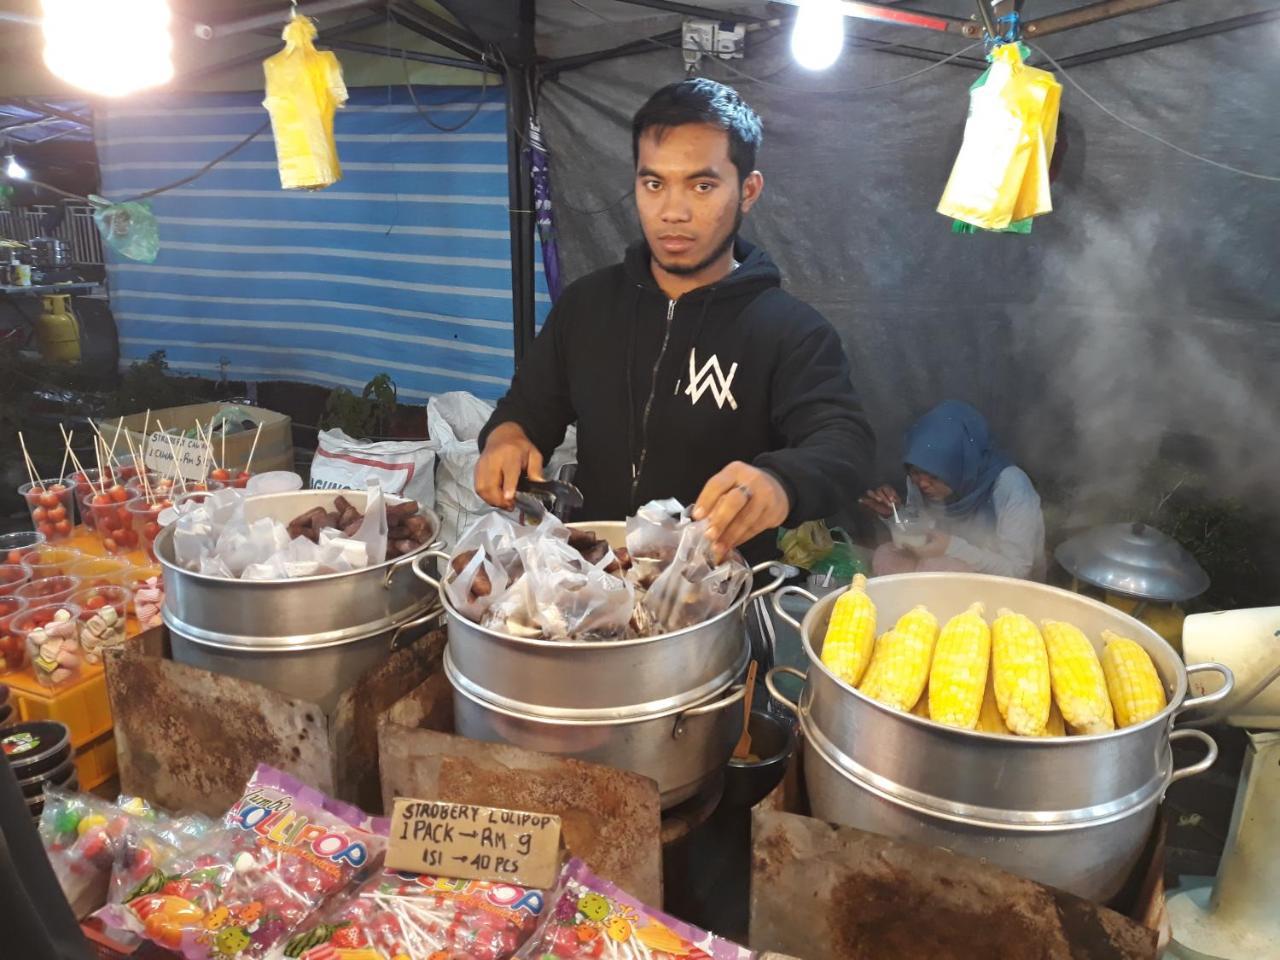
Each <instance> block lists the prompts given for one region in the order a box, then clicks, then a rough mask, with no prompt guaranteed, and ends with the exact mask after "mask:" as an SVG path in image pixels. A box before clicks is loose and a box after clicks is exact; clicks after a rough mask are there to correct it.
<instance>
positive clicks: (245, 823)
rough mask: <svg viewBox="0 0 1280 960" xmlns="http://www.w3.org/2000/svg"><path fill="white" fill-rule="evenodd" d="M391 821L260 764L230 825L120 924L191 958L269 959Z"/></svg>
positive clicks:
--
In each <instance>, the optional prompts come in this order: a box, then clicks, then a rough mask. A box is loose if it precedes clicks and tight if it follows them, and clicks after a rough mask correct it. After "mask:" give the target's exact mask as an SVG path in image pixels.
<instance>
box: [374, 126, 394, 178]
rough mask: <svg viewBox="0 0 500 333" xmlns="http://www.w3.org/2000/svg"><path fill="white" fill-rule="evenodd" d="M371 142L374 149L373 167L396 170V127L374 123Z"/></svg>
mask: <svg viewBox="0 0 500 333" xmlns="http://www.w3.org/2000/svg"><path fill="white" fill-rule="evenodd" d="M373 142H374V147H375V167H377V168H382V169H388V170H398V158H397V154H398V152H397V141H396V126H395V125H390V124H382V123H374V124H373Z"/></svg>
==
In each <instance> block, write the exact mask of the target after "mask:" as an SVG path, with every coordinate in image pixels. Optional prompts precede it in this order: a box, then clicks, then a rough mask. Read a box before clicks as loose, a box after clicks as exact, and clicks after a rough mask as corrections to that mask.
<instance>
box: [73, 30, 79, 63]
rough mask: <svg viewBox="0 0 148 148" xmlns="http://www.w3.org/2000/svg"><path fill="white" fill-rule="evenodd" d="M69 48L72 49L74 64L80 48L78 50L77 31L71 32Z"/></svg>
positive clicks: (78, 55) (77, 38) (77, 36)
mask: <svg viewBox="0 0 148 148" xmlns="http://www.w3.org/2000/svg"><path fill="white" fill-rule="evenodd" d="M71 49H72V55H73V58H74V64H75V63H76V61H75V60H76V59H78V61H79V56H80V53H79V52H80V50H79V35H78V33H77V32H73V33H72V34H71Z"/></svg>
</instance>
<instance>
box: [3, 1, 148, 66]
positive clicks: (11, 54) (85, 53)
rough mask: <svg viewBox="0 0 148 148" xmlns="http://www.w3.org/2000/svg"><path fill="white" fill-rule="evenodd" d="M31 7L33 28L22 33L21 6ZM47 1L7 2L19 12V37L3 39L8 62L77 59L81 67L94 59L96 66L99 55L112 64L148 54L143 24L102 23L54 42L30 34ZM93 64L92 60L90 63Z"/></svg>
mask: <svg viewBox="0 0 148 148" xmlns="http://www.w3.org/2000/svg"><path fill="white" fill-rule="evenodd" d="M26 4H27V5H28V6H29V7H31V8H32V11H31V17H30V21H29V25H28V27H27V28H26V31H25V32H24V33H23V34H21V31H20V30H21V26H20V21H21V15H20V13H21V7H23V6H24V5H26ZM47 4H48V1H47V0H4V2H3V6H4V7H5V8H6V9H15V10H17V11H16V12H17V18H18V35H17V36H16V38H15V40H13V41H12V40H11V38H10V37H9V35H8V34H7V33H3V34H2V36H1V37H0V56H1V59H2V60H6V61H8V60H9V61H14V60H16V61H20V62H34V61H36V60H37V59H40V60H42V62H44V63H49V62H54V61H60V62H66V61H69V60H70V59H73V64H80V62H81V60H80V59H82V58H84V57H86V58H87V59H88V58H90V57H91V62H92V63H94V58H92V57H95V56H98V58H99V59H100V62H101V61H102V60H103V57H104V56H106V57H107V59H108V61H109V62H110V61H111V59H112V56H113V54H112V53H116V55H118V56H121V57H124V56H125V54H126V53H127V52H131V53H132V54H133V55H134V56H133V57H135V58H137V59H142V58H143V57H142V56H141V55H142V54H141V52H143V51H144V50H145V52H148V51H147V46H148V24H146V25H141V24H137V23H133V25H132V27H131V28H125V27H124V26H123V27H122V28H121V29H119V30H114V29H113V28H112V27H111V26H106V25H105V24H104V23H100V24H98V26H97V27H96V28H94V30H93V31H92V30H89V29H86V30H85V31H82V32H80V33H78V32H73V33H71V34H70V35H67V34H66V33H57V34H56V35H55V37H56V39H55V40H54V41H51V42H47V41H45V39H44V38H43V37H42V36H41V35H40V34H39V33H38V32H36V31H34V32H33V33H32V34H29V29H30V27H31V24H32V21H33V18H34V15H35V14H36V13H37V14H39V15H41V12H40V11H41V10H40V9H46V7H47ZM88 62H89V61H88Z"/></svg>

(EXERCISE BRIEF) Show every line of the listing that includes the word "this".

(TASK OUTPUT)
In each <instance>, the optional prompts come in this order: a box, then clicks, then a rough mask. A box is loose if it precedes clicks and tight if it follows them, and clicks after a rough mask correct it. After "mask:" give the target's exact mask as an SVG path in image pixels.
In each <instance> block, write the exact mask of the target after "mask:" as an SVG path, with every coordinate in image pixels. Optional prompts precede it in this order: a box, then clicks, then a rough mask. Read a box before clicks as loose, a box after clicks as exact, and clicks after a rough mask as corrections to that mask.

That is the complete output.